Referring expression pointing data:
--- START ---
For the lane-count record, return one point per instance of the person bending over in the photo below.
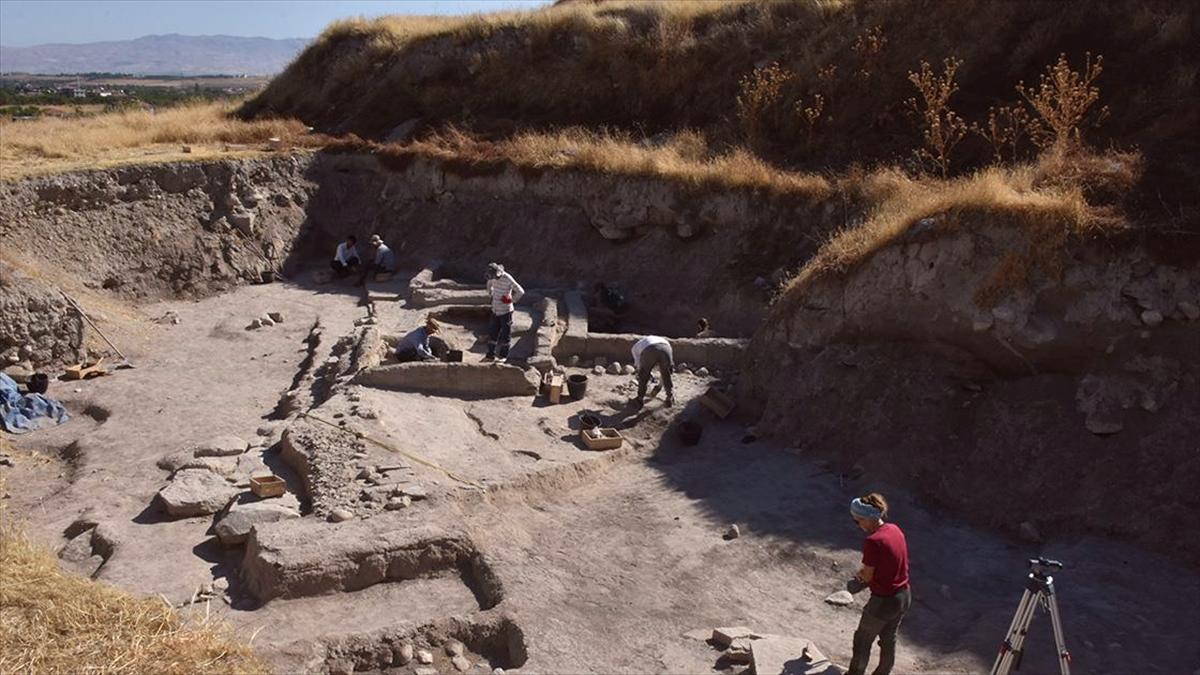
(384, 261)
(648, 352)
(415, 346)
(346, 258)
(886, 573)
(505, 292)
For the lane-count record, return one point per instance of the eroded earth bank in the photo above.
(448, 508)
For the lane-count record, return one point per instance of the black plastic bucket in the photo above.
(577, 386)
(39, 383)
(689, 432)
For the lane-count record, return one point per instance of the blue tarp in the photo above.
(29, 412)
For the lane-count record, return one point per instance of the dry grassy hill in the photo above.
(807, 85)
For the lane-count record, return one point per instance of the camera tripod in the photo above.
(1038, 591)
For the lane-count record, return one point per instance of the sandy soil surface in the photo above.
(610, 562)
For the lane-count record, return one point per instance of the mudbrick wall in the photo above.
(1071, 404)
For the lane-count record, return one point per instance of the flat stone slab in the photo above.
(196, 491)
(234, 527)
(294, 559)
(780, 655)
(222, 447)
(453, 378)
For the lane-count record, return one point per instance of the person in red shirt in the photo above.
(886, 573)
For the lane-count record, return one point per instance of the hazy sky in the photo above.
(36, 22)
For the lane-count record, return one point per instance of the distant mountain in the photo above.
(157, 54)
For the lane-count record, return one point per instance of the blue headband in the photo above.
(858, 508)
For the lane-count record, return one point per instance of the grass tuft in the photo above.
(52, 621)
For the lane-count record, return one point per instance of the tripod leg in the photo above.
(1011, 650)
(1059, 640)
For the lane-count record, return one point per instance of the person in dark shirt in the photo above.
(886, 573)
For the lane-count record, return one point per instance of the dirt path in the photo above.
(604, 568)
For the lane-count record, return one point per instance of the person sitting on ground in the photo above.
(415, 346)
(648, 352)
(346, 258)
(886, 572)
(505, 292)
(384, 261)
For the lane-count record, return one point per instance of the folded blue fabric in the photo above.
(29, 412)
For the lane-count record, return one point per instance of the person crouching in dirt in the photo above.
(505, 292)
(384, 261)
(346, 260)
(648, 352)
(886, 573)
(415, 346)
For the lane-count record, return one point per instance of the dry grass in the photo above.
(53, 144)
(1018, 196)
(57, 622)
(682, 157)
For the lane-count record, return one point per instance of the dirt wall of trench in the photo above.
(196, 228)
(1073, 402)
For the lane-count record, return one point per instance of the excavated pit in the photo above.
(1083, 388)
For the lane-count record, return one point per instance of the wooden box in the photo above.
(603, 438)
(268, 485)
(718, 401)
(552, 386)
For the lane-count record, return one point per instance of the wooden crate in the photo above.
(718, 401)
(552, 386)
(603, 438)
(268, 485)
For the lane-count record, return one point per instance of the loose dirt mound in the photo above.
(1072, 402)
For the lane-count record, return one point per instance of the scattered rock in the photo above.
(724, 635)
(1029, 532)
(840, 598)
(196, 491)
(234, 526)
(414, 491)
(400, 502)
(222, 447)
(402, 655)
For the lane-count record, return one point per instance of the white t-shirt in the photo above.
(345, 254)
(640, 346)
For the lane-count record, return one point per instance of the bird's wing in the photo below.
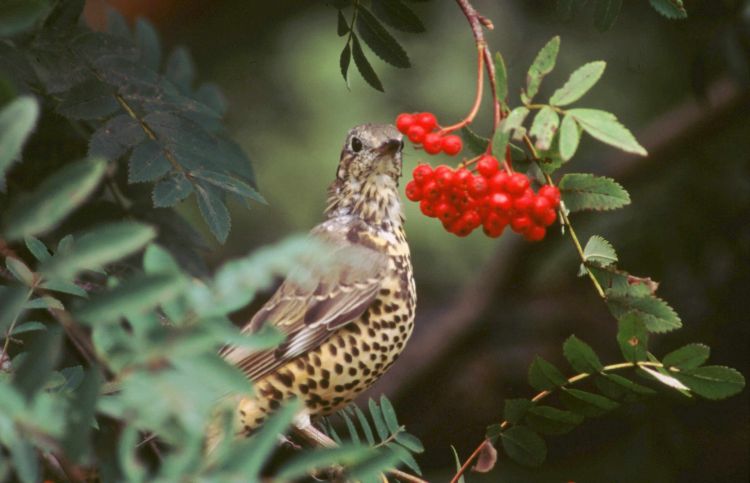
(316, 299)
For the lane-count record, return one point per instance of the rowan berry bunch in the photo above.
(422, 128)
(491, 198)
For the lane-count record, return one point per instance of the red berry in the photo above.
(404, 121)
(427, 120)
(498, 182)
(427, 208)
(517, 184)
(422, 173)
(478, 187)
(488, 166)
(520, 223)
(432, 143)
(416, 133)
(500, 202)
(452, 144)
(413, 193)
(535, 233)
(551, 193)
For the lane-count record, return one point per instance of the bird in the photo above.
(344, 323)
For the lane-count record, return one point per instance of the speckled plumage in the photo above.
(348, 326)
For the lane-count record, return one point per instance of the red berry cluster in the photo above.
(421, 128)
(491, 198)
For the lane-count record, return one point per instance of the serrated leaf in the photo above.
(100, 247)
(399, 16)
(605, 127)
(372, 32)
(690, 356)
(570, 136)
(147, 41)
(171, 190)
(586, 403)
(38, 249)
(588, 192)
(549, 420)
(92, 99)
(654, 312)
(363, 65)
(515, 410)
(544, 127)
(672, 9)
(501, 137)
(600, 251)
(17, 120)
(214, 211)
(581, 356)
(501, 80)
(605, 13)
(524, 446)
(542, 65)
(632, 337)
(544, 376)
(712, 382)
(228, 183)
(579, 83)
(135, 295)
(147, 163)
(56, 197)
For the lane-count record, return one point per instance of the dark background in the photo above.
(486, 307)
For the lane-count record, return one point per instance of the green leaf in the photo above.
(588, 192)
(372, 32)
(632, 337)
(690, 356)
(549, 420)
(581, 356)
(397, 15)
(586, 403)
(136, 295)
(570, 135)
(515, 409)
(55, 198)
(19, 270)
(579, 83)
(38, 249)
(544, 376)
(712, 382)
(17, 16)
(171, 190)
(501, 80)
(377, 419)
(147, 41)
(600, 251)
(654, 312)
(147, 163)
(100, 247)
(605, 13)
(214, 211)
(542, 65)
(364, 67)
(231, 184)
(524, 446)
(605, 127)
(475, 143)
(17, 120)
(672, 9)
(512, 122)
(544, 127)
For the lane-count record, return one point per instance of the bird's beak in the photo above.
(392, 146)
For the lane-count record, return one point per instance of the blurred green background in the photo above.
(488, 306)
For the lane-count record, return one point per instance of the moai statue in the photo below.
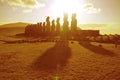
(58, 25)
(44, 27)
(41, 27)
(48, 24)
(53, 26)
(65, 26)
(73, 24)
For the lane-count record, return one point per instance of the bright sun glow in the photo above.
(65, 6)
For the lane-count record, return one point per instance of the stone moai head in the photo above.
(65, 17)
(74, 16)
(58, 20)
(53, 21)
(47, 19)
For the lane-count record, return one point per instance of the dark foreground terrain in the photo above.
(57, 60)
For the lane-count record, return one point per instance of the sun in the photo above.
(59, 7)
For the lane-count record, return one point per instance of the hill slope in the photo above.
(18, 24)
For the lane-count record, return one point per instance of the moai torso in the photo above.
(58, 25)
(48, 24)
(65, 24)
(74, 23)
(53, 26)
(44, 28)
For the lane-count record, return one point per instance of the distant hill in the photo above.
(18, 24)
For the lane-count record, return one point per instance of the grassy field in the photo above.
(57, 60)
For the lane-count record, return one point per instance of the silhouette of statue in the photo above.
(73, 24)
(41, 26)
(53, 26)
(48, 24)
(65, 25)
(44, 27)
(58, 25)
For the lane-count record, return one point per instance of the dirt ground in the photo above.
(59, 61)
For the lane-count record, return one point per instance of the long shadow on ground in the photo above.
(96, 49)
(58, 55)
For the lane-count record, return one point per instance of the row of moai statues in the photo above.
(43, 28)
(52, 28)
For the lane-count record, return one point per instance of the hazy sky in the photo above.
(88, 11)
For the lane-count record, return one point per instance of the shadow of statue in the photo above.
(96, 49)
(58, 55)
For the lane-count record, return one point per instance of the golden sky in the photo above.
(33, 11)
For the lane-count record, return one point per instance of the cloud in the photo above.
(27, 11)
(90, 9)
(24, 3)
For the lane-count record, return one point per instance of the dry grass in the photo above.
(27, 61)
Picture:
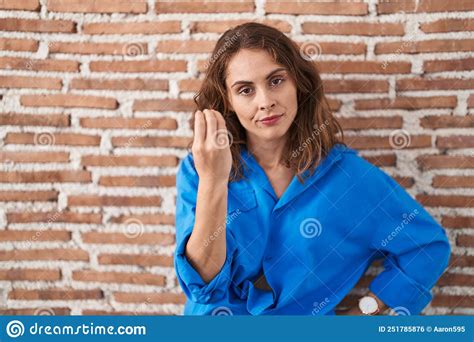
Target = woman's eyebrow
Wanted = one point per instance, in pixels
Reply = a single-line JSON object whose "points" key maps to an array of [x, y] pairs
{"points": [[268, 76]]}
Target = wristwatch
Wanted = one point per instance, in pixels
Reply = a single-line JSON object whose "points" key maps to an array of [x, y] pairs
{"points": [[368, 305]]}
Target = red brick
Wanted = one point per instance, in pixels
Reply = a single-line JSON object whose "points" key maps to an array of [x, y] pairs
{"points": [[452, 301], [427, 46], [434, 84], [448, 65], [363, 67], [320, 8], [45, 254], [69, 101], [71, 139], [458, 222], [99, 48], [171, 141], [335, 48], [36, 311], [30, 274], [458, 141], [145, 219], [189, 85], [448, 25], [429, 162], [135, 201], [421, 6], [456, 279], [447, 121], [27, 5], [16, 119], [382, 160], [453, 182], [17, 196], [35, 235], [143, 260], [233, 6], [185, 46], [119, 277], [53, 217], [364, 123], [375, 142], [151, 298], [354, 28], [45, 177], [407, 103], [132, 161], [103, 6], [119, 84], [179, 105], [37, 25], [151, 27], [139, 66], [38, 64], [355, 86], [127, 123], [465, 240], [55, 294], [451, 201], [119, 238], [18, 44], [141, 181]]}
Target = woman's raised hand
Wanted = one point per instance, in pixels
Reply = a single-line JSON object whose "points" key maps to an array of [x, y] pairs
{"points": [[211, 146]]}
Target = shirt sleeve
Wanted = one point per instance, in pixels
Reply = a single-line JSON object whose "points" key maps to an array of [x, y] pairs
{"points": [[415, 246], [194, 287]]}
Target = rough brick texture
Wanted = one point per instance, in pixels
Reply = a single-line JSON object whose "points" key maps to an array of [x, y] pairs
{"points": [[96, 97]]}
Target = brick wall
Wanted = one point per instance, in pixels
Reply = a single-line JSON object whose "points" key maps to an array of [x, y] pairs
{"points": [[95, 102]]}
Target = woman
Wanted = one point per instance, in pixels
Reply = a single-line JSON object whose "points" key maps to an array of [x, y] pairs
{"points": [[275, 215]]}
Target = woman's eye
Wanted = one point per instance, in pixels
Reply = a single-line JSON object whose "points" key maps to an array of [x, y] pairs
{"points": [[279, 80], [244, 91]]}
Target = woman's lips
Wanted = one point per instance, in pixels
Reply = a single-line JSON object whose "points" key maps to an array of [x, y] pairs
{"points": [[272, 120]]}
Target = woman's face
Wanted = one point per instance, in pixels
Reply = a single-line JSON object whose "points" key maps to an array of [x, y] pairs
--- END ---
WHAT YOU ARE ASKED TO DO:
Only lines with the word "woman" are needed. Copy them from the preceding records.

OUTPUT FOR THIS TASK:
Target = woman's eyebrow
Target = woman's raised hand
Target = woman
Target = woman's eye
Target = woman's lips
Target = woman's face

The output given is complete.